#### [EXTRACTED TEXT]
--
8. September 21: Cliburn at the Modern Presents Composer Kevin Puts This unique Saturday afternoon concert features the music of composer Kevin Puts. The Cliburn foundation presents this rare opportunity to hear a composer speak about his music in person followed by live performances of several of his fascinating chamber works including Ritual Protocol -- a piece for solo marimba. Moderator Shields-Collins Bary will interview Puts about his compositional process, inspiration and language. The concert and conversation takes place at the Fort Worth Museum of Modern Art at 2 p.m. For more information and tickets, visit the cliburn.org.
9. September 21: The Altius Quartet Play Glass This free concert features a young, talented group of string players who have recently won high praise (including first prize in the Plowman Chamber Music Competition's String and Piano division). Newly named the first Graduate String Quartet in Residence at SMU's Meadows School of Arts, this group has energy and passion in addition to impressive technical skill. This concert, held in Caruth Auditorium, features beautiful Romantic-era music by Schubert and Dvorak as well as the modernist pulsations of Philip Glass' String Quartet No. 5.
--
#### [EXERCISE REQUIREMENTS]
Can you carry the concert listings above further, picking up right after the Altius Quartet entry?

Referring expression pointing data:
--
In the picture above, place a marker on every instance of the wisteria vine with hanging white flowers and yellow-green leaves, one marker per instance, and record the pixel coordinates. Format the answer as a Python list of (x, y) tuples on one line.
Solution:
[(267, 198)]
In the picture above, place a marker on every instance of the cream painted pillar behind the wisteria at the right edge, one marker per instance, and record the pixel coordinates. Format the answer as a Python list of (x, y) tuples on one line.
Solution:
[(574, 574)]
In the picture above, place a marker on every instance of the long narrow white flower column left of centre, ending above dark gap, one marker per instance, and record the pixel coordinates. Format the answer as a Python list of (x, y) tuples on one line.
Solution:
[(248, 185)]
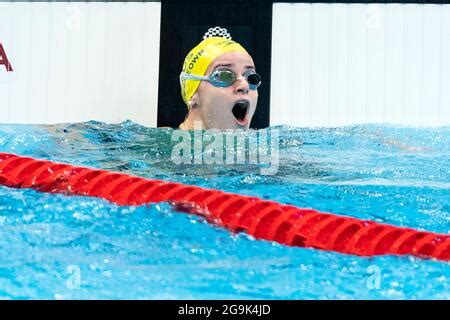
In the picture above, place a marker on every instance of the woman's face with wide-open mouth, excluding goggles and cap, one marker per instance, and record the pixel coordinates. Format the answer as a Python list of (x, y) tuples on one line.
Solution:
[(230, 107)]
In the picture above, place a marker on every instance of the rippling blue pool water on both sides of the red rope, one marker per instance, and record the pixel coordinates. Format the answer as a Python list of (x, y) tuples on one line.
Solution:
[(61, 247)]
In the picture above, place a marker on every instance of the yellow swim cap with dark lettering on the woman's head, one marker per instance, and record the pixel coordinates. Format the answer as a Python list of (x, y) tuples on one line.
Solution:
[(199, 58)]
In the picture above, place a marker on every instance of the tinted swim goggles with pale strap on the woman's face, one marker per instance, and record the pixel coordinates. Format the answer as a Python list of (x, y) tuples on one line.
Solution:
[(223, 78)]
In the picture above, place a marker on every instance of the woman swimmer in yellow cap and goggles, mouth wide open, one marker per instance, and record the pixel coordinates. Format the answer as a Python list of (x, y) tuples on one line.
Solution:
[(219, 84)]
--
#### [RESPONSE AREA]
10. September 28: Renée Fleming at the Dallas Symphony Orchestra AT&T Gala If it's a diva you want, a diva you shall have. The DSO always brings in a big-name soloist for its annual gala concert and this year it has snagged American opera super-star Renée Fleming. Gala tickets are on sale on the orchestra's website and for a whole bunch of extra cash, you can support the orchestra (and get good and tipsy) at pre- and post-concert gala events. You'll want to pull out your big-girl shoes for this one; Dallas symphony lovers will be gown-clad and tuxedoed for this glamorous evening of music.